■ Data records ■

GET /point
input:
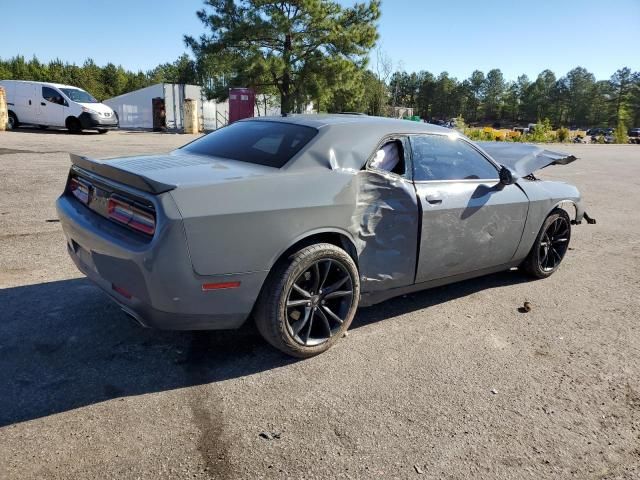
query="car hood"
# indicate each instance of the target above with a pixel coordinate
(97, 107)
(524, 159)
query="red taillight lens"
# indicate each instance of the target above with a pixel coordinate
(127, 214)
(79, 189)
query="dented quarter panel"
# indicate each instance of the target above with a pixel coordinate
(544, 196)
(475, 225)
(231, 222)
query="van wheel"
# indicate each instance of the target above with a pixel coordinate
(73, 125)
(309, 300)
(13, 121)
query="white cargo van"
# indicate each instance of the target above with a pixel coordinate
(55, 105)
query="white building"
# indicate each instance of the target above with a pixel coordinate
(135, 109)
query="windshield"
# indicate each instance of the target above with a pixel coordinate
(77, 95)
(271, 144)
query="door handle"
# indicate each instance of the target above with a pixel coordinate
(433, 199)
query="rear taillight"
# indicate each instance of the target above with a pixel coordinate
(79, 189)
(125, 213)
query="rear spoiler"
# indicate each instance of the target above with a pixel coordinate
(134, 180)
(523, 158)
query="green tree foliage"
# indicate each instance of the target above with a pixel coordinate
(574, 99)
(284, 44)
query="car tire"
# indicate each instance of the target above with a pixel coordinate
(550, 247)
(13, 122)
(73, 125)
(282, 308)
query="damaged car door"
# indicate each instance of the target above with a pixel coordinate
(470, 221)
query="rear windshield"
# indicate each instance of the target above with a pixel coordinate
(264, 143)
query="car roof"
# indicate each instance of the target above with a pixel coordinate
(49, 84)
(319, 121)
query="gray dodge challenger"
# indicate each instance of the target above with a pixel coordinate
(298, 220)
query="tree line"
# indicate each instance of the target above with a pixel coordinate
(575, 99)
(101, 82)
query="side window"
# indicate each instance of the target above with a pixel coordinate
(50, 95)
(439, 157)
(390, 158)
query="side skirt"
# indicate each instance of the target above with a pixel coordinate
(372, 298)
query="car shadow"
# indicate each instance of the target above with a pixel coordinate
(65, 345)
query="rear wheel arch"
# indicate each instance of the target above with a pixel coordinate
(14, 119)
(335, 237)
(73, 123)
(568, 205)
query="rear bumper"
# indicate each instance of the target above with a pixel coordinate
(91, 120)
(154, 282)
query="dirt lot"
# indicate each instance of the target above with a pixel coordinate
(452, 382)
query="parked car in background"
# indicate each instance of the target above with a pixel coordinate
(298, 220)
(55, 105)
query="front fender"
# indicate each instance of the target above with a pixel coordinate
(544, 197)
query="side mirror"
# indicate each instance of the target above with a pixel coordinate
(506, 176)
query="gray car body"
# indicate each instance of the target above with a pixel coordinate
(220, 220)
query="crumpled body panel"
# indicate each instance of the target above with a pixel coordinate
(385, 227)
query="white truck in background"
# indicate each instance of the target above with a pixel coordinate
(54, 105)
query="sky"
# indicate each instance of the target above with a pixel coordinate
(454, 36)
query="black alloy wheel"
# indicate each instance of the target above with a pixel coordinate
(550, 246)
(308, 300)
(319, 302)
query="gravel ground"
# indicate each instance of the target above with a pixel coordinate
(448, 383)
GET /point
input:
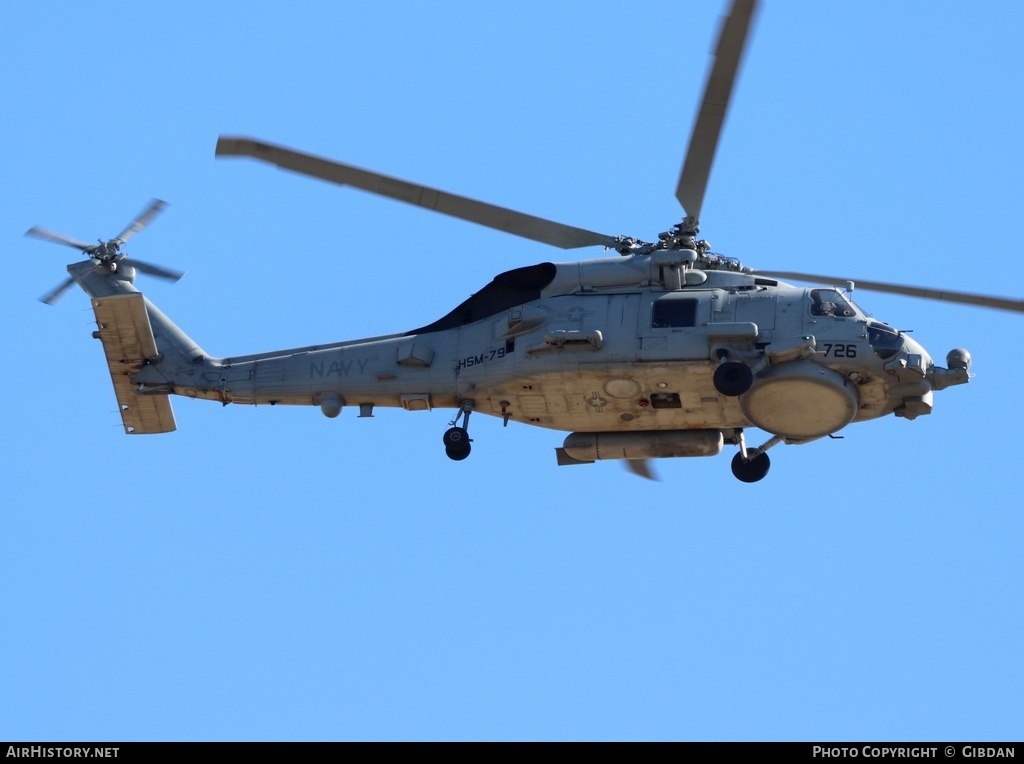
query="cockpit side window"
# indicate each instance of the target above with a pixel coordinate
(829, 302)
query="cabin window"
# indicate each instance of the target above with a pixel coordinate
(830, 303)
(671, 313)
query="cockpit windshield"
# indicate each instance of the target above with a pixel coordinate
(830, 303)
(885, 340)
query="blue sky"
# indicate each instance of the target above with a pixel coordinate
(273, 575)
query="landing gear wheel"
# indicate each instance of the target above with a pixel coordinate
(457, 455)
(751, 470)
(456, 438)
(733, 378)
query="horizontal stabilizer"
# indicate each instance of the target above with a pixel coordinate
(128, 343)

■ Exercise directions ■
Restate the full listing verbatim and drop every picture.

■ Result of the exercise ■
GET /point
input:
query="car hood"
# indicate each instance of the target above with a pixel coordinate
(97, 107)
(524, 159)
query="red taillight lens"
# indicate each instance of the target above with a pixel coordinate
(127, 214)
(79, 189)
query="dented quarter panel"
# indicate each instance of the target above with a pixel coordinate
(544, 196)
(475, 225)
(231, 222)
query="van wheel"
# indicate each instance of the target above with a pixel coordinate
(73, 125)
(309, 300)
(13, 121)
query="white cargo van"
# indicate each instance of the target above with a pixel coordinate
(55, 105)
query="white building"
# indicate each instance of the target above with a pixel coordinate
(135, 109)
query="windshield"
# indicate each instance of the target above with a pixel coordinate
(77, 95)
(271, 144)
query="door handle"
# indicate each instance of the target above with a pixel coordinate
(433, 199)
query="rear taillight"
# indicate each instance of the target above with a pixel coordinate
(79, 189)
(125, 213)
query="rear spoiler"
# indicate each instance of the target above with a pixel coordinate
(134, 180)
(523, 158)
query="green tree foliage"
# indicate each instance of the target above with a pixel coordinate
(574, 99)
(284, 44)
query="car tire"
# indicate each instance of the target above with a pixel coordinate
(550, 247)
(13, 122)
(73, 125)
(282, 308)
query="damaged car door"
# indicate each instance of the target above with a pixel coordinate
(470, 221)
query="rear windshield"
# indicate each instance of the target above with a pixel coordinate
(264, 143)
query="car roof"
# indicate each instance of the target above with a pixel coordinate
(49, 84)
(319, 121)
query="gray dodge challenger"
# indicate each instance of the target above with a pixel coordinate
(298, 220)
query="tree line"
# indicate each instance of the target above with a pixel coordinate
(575, 99)
(101, 82)
query="side window"
# indicate each instance of the target above with a pixel coordinate
(50, 95)
(439, 157)
(390, 158)
query="side skirt"
# indicate each instance of the target above with a pixel coordinate
(372, 298)
query="car shadow"
# indicate each instance of the target above with a pixel coordinate
(65, 345)
query="rear wheel arch"
# indicate each instance of the target above with a pixel coordinate
(14, 119)
(335, 237)
(73, 123)
(568, 205)
query="rear bumper"
# indicate each instance of the target above with a pixel coordinate
(91, 120)
(154, 282)
query="dirt lot"
# indicate each instance of the target above with a pixel coordinate
(452, 382)
query="parked car in background"
# indicate each instance of the target above with a pixel coordinate
(298, 220)
(55, 105)
query="front fender"
# indicate each instance of the target above with a pixel coordinate
(544, 197)
query="side mirror"
# indicate each instance of the target above with a pixel coordinate
(506, 176)
query="gray car body"
# indicate each instance of the target above with a pixel coordinate
(220, 220)
query="crumpled body panel"
# indicate each instance of the target above with a pixel coordinate
(385, 227)
query="white truck in background"
# indicate each instance of the target above with a pixel coordinate
(54, 105)
query="sky"
# indicate each instance of the target above with a pixel coordinate
(454, 36)
query="black alloy wheel"
# indicate each instance of the target above with a pixel coordinate
(550, 246)
(308, 300)
(319, 302)
query="gravel ground"
# indicate each instance of the target above with a pixel coordinate
(448, 383)
GET /point
input:
query="cockpit side window"
# indicate each instance of the target above with a pixel coordinate
(829, 302)
query="cabin window"
# indicate each instance of the target above with a pixel coordinate
(830, 303)
(671, 313)
query="cockpit windshield"
# indicate each instance of the target above with a pixel coordinate
(830, 303)
(885, 340)
query="blue sky"
# indicate each instance of the target above with a pixel coordinate
(273, 575)
query="landing gear wheel"
# indicate each instance of the target above with a pixel coordinate
(457, 455)
(751, 470)
(456, 438)
(733, 378)
query="horizontal stabilizer"
# indicate each instance of the target above with a pixel coordinate
(128, 343)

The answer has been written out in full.